━━ Dataset ━━

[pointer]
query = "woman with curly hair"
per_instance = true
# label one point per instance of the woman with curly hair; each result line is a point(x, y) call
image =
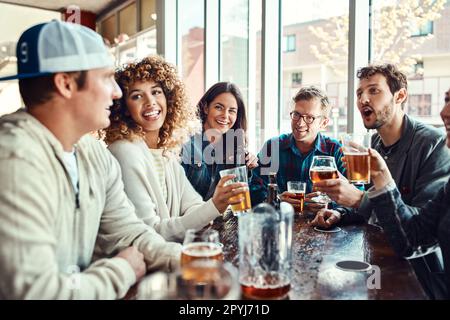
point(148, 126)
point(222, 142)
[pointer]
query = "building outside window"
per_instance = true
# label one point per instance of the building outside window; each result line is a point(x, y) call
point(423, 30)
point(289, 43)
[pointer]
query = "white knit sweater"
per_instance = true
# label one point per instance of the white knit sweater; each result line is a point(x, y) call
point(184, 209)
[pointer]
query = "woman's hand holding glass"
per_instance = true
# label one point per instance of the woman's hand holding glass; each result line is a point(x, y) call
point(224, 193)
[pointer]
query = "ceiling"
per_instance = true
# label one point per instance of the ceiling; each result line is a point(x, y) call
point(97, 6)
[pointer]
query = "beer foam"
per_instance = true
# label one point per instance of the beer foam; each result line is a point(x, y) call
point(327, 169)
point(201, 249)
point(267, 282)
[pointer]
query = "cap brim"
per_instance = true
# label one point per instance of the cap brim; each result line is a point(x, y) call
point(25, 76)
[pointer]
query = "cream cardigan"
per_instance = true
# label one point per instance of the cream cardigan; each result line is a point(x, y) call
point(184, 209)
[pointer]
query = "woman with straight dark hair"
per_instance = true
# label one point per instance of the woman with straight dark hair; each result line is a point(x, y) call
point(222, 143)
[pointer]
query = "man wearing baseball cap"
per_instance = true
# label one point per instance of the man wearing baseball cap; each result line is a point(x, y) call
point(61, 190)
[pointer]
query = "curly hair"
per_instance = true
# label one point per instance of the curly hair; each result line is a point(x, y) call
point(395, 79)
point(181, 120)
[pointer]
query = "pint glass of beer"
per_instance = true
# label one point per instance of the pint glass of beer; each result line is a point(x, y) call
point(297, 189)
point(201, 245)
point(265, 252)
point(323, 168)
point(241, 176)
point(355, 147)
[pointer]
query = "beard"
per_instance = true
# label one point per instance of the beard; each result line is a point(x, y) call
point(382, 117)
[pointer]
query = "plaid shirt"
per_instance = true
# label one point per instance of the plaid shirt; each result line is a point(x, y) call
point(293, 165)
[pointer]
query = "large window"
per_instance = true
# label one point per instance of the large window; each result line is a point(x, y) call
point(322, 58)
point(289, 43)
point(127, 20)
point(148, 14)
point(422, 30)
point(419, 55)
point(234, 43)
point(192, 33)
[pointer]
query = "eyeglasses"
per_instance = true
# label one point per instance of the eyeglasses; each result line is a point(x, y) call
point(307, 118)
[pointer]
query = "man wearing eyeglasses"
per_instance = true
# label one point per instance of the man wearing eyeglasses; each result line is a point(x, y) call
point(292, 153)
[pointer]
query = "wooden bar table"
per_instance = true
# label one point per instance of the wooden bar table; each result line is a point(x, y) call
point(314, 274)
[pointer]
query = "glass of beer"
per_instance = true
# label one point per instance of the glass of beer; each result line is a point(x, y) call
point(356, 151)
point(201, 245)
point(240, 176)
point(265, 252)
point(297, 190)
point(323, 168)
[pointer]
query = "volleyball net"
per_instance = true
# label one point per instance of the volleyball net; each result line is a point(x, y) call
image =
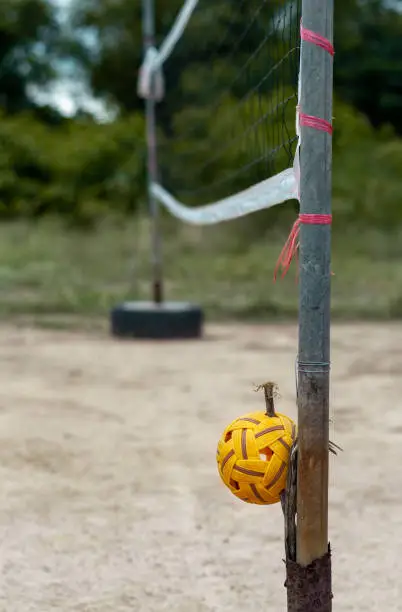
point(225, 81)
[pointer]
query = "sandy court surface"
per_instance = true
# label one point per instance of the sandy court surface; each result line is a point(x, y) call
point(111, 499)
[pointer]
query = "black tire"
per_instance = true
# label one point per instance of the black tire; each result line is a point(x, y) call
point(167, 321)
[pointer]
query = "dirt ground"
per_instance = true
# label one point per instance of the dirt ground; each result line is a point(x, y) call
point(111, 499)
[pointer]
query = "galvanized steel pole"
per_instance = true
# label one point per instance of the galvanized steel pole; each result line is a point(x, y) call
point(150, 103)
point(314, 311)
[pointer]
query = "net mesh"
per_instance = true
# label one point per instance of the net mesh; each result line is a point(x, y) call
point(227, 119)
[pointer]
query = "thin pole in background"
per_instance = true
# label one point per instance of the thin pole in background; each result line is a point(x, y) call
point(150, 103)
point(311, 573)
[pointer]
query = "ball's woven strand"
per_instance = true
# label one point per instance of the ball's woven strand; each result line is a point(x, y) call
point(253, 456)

━━━
━━ Dataset ━━

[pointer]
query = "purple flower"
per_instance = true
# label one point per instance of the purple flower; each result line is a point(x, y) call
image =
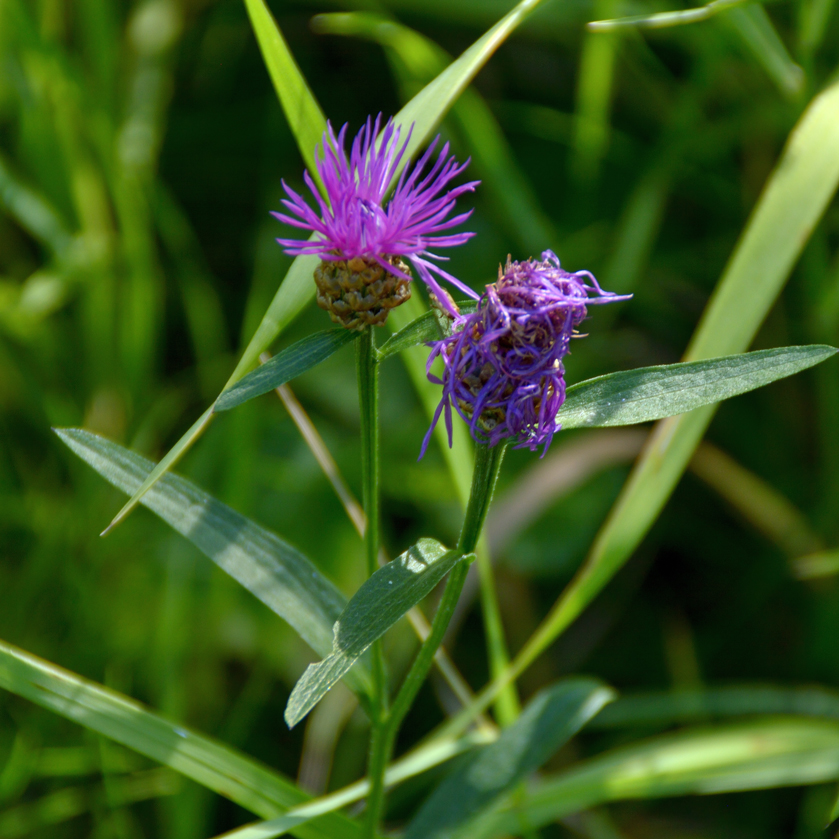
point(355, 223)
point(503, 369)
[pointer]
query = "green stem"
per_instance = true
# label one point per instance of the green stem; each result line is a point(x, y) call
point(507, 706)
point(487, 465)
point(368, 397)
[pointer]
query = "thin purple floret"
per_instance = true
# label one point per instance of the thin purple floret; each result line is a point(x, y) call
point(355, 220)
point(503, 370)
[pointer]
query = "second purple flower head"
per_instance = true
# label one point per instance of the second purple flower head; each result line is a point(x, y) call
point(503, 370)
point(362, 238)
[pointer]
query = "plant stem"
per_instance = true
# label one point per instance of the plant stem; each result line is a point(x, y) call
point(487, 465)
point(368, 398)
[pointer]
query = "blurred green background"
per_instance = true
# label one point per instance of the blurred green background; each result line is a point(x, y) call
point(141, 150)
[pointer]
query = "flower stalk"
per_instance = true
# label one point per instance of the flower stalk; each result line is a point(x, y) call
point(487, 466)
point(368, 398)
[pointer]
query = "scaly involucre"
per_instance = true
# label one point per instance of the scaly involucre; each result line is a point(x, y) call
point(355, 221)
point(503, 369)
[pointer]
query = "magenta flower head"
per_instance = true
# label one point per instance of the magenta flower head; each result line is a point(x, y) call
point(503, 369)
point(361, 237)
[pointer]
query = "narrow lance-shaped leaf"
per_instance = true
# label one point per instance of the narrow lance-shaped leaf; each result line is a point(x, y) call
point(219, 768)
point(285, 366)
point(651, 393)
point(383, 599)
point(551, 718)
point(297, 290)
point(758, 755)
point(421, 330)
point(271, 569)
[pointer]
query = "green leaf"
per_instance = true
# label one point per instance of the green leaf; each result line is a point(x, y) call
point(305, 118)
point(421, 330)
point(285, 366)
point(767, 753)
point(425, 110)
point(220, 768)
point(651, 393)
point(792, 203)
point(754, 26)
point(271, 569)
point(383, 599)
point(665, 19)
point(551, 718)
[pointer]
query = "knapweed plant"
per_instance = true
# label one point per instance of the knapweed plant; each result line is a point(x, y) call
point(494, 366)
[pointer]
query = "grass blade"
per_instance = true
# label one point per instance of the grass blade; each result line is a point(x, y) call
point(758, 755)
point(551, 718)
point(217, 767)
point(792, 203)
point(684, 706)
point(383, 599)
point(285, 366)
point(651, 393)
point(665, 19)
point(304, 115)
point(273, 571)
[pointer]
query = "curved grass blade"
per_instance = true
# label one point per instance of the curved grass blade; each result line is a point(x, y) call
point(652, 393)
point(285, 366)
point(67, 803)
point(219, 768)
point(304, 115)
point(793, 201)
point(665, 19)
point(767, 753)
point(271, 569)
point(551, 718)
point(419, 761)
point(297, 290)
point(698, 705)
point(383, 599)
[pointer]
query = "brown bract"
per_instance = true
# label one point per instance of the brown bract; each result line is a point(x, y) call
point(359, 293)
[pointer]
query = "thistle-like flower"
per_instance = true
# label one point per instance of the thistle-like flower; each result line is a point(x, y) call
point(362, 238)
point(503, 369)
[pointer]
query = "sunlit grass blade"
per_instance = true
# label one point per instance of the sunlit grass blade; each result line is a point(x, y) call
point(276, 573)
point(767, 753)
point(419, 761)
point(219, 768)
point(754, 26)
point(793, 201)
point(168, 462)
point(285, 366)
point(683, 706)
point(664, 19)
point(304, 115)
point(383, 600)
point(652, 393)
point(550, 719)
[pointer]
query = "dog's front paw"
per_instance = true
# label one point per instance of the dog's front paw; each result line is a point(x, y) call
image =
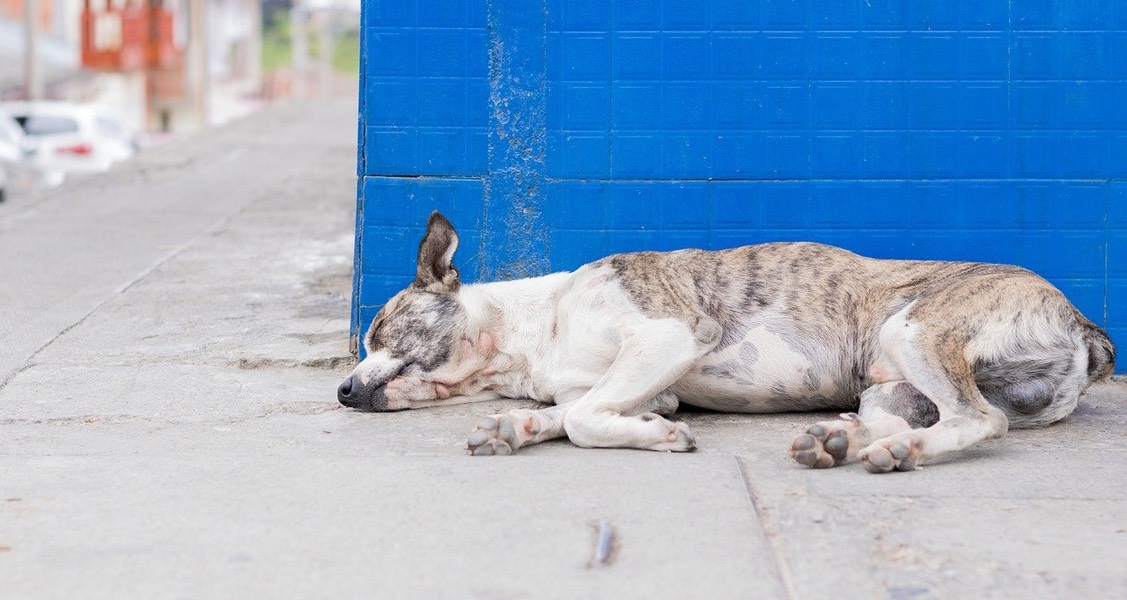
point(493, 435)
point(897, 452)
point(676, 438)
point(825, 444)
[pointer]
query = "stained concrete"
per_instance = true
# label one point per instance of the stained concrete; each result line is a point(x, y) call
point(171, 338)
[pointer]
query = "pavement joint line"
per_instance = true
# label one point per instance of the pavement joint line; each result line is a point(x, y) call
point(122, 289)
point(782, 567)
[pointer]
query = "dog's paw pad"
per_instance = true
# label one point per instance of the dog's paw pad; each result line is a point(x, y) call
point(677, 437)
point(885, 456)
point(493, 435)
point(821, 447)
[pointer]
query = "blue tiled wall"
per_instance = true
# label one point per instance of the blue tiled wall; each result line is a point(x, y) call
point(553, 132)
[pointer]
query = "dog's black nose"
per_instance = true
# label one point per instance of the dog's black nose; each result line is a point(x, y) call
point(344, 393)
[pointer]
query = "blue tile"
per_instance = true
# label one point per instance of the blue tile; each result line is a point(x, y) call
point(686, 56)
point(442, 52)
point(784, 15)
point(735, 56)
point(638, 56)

━━━

▶ Written exercise
Gather every line of the stored records that contains the word "hair", matching its case.

▶ Task solution
query = "woman with curly hair"
# label one point per instance of the woman with curly hair; each result line is a point(x, y) call
query = "woman with straight dark hair"
# label one point per instance of the woman with straight dark hair; each result line is a point(x, y) call
query = "curly hair"
# label one point per instance of the curly hair; each result line is a point(x, y) call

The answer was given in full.